Discussion questions: monitors

Please work out these problems before your next discussion section. The GSIs and IAs will go over these problems during the discussion section.

1. Restroom access

U-M decides to save money on the construction of the new CSE building by building only unisex restrooms (as opposed to redundant men's and women's rooms on each floor). For modesty's sake, however, they impose the rule that only people of one gender may occupy a given restroom at the same time.

Your task is to write a program which models access to a restroom, using Mesa monitor primitives.

Write the following procedures: woman_wants_to_enter(), man_wants_to_enter(), woman_leaves(), man_leaves().

Use the monitor primitives lock(), unlock(), signal(), wait(), and broadcast() in these functions to control access to the restroom. You may assume there is no limit on the number of people of the same gender who may occupy the restroom at a given time.

Next, we want to modify our solution in order to prevent starvation. In other words, a person should not have to wait indefinitely to enter, assuming that each person already in the restroom stays there for some finite time period. We will try to ensure fairness using a bool called TURN. TURN can be set to either MEN or WOMEN. Write a solution that uses the TURN variable to alternate priorities between men and women when both groups are waiting. For example, if there are women in the bathroom and men waiting for the bathroom and a woman arrives, the woman should only be allowed in if TURN = WOMEN. Flip the TURN variable when appropriate.

Notice that we can change the TURN variable in either the woman_leaves() function, or the woman_wants_to_enter() function.

2. Locks

Assume n threads are accessing m independent shared objects (e.g., shared variables). How many locks are required to provide maximum concurrency within the threads? Does more concurrency imply better performance?

3. File access

Several threads are accessing a file. Each thread has a a unique priority number. The file can be accessed simultaneously by several threads, subject to the following constraint: the sum of all unique priority numbers of the threads currently accessing the file must be less than n.

4. Barriers

(This problem has optional background material. The background reading tries to give you a sense of how you might find parallelism and use monitors in a real world problem, and attempts to motivate the usefulness of barriers. If you'd like to read the background material, click here. It is not necessary to understand the background material to do the problem.)

Certain classes of partial differential equations can be solved by an iterative method called relaxation. One such PDE is the one dimentional form of Poisson's equation: ∂²V/∂x² = f(x). If you create a vector of doubles representing the values of V at SIZE + 1 discretized points, you can calculate an approximate solution through iteration. At each point i from 1 to SIZE-1, you can compute the next value of V[i] = (V[i+1] + V[i-1] - f(i))/2. Eventually, in enough iterations, V will converge to the solution of the PDE.
● ● ● ● ● ● ●
# TO BE DONE
a: Output the entry below verbatim, keeping every one of its lines.
b: Carry on with the monitors discussion questions above from the point where they stop.

# TASK MATERIAL
● ● ● ● ● ● ●
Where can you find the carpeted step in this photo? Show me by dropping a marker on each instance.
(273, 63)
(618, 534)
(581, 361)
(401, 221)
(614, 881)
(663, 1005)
● ● ● ● ● ● ●
# SET OF ANSWERS
a:
Where can you find the carpeted step in this photo? Show me by dropping a marker on each instance.
(273, 63)
(618, 534)
(581, 361)
(401, 221)
(614, 881)
(663, 1005)

b:
So, you write the following code:

void relaxation(int * V, int (*f)(int) f, int size, int count) {
  // A temporary buffer to hold alternate iterations
  int * tmp = new int[size]; 
  // A pointer point at the next iteration array
  int * p = tmp;
  // A pointer pointing at the old iteration array
  int * p_prime = V + 1;

  for (int j = 0; j < count; j++) {
    for (int i = 0; i < size; i++) {
      //Computing the next iteration
      p[i] = (p_prime[i-1] + p_prime[i+1] - f(i))/2;
    }   
    // Swap the two pointers, so that the old array can be
    // reused for the next
    swap(p, p_prime);
  }

  // If when we finished, the result was not in the input array
  // copy it back there.
  if (p != V + 1) {
    memcpy(V + 1, p, size);
  }

  delete tmp;
}

You run the code and are satisfied with its correctness, but because you make SIZE large and f is difficult to compute, this function is slow. You decide that you could divide up the array and give part of the array to multiple threads.

struct relaxation_config {
  int * V;
  int * p;
  int * p_prime;
  int (*f)(int);
  int size;
  int count;
};

void relaxation_thread(void * arg) {
  // Cast the input to a relaxation_config struct pointer.
  relaxation_config * config = arg;

  // Compute our portion of the iteration.
  for (int j = 0; j < config->count; j++) {
      // For each cell in our range, evaluate the expression.
      for (int i = 0; i < config->size; i++) {
         config->p[i] = (config->p_prime[i-1] + 
           config->p_prime[i+1] - config->f(i))/2;
      }   
      swap(config->p, config->p_prime);
  }

  if (config->p != config->V) {
    memcpy(config->V, config->p, size);
  }

  delete config;
}

void relaxation(int * V, int (*f)(int), int size, int count) {
  int * tmp = new int[size]; 
  int * p = tmp;
  int * p_prime = V + 1;
  thread * threads[NUM_THREADS];

  // Each thread will do thread_size entries in the matrix.
  int thread_size = size/NUM_THREADS;

  for (int i = 0; i < NUM_THREADS; i++) {
    // Configure the child thread
    relaxation_config * config = new relaxation_config;
    // Each thread gets a segment beginning i * thread_size through
    config->V = V + 1 + i * thread_size;
    config->p = p + i * thread_size;
    config->p_prime = p_prime + i * thread_size;
    config->f = f;
    config->size = thread_size;
    config->count = count;
    // Create the thread
    threads[i] = new thread(relaxation_thread, (void*) config);
  }

  // Join with all the threads. Function cannot return until 
  // all threads have finished!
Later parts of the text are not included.